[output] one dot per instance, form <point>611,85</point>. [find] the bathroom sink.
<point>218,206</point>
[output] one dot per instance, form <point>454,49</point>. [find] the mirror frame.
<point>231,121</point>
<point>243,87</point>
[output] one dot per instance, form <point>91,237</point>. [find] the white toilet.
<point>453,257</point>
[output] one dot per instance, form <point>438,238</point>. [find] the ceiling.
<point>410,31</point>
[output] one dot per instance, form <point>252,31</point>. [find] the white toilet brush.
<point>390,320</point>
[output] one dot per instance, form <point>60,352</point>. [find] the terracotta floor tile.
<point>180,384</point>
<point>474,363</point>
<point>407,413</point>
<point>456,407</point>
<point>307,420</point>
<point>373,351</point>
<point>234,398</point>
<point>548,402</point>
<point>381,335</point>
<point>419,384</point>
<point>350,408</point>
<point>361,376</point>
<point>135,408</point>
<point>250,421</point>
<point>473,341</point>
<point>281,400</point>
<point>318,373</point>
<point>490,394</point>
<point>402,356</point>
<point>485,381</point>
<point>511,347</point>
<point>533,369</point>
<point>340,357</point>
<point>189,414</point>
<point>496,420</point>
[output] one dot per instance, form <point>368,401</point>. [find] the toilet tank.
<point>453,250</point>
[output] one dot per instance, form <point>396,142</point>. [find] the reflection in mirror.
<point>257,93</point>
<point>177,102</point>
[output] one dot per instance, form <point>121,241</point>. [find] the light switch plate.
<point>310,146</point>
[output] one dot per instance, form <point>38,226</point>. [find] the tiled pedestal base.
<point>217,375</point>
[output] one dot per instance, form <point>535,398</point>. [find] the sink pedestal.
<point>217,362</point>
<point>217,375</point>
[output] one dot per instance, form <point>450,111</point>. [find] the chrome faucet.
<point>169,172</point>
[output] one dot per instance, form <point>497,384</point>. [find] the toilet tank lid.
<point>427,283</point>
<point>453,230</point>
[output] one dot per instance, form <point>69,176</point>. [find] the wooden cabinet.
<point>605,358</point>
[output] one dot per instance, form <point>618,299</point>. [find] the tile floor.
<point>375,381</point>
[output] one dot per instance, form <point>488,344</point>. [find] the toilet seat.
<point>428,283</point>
================
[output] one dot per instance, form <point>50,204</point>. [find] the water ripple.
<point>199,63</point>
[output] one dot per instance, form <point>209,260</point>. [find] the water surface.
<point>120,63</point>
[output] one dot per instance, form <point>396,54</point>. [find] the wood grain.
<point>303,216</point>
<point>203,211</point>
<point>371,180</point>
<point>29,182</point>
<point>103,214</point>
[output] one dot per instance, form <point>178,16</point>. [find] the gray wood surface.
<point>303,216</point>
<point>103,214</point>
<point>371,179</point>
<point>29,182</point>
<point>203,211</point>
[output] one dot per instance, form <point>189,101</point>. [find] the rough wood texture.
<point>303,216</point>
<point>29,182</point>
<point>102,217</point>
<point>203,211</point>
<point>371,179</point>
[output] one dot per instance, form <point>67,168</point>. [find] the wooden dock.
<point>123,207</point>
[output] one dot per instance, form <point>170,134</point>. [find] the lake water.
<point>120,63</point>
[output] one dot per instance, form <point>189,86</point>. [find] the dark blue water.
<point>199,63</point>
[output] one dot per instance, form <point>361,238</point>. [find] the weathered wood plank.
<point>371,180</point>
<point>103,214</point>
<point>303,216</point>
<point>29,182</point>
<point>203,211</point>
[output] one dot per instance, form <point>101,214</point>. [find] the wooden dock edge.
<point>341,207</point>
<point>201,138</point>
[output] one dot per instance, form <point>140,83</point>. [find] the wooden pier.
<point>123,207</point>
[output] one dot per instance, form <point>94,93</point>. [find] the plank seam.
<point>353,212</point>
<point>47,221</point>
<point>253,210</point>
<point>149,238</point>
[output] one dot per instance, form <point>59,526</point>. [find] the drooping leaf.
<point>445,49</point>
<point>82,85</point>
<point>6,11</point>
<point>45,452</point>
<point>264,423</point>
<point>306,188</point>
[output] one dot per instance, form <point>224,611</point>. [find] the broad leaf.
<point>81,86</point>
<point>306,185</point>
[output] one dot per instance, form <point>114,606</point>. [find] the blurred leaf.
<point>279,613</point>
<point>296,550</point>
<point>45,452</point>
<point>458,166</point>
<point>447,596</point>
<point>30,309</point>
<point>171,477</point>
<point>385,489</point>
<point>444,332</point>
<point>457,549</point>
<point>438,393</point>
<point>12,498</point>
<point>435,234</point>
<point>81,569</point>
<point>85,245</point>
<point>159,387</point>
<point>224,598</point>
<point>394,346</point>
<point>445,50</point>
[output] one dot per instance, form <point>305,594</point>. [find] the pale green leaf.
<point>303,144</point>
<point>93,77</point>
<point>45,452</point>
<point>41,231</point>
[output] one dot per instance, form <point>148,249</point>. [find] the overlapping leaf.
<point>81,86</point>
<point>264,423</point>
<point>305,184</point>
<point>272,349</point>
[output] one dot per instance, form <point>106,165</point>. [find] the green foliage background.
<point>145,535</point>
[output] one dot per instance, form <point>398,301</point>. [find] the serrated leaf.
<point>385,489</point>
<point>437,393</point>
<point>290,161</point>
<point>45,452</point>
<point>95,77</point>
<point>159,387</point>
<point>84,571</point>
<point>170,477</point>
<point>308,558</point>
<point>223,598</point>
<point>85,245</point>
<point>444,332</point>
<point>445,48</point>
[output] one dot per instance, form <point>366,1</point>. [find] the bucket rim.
================
TASK STATEMENT
Can you copy everything in the entries above, from the line containing "[output] one dot per instance, form <point>438,238</point>." down to the line containing "<point>390,320</point>", with both of those lines included and nothing changed?

REPLY TO THE EXERCISE
[output] one dot per instance, form <point>438,238</point>. [find] the ceiling.
<point>410,31</point>
[output] one dot per instance, form <point>252,31</point>. [find] the white toilet brush.
<point>390,320</point>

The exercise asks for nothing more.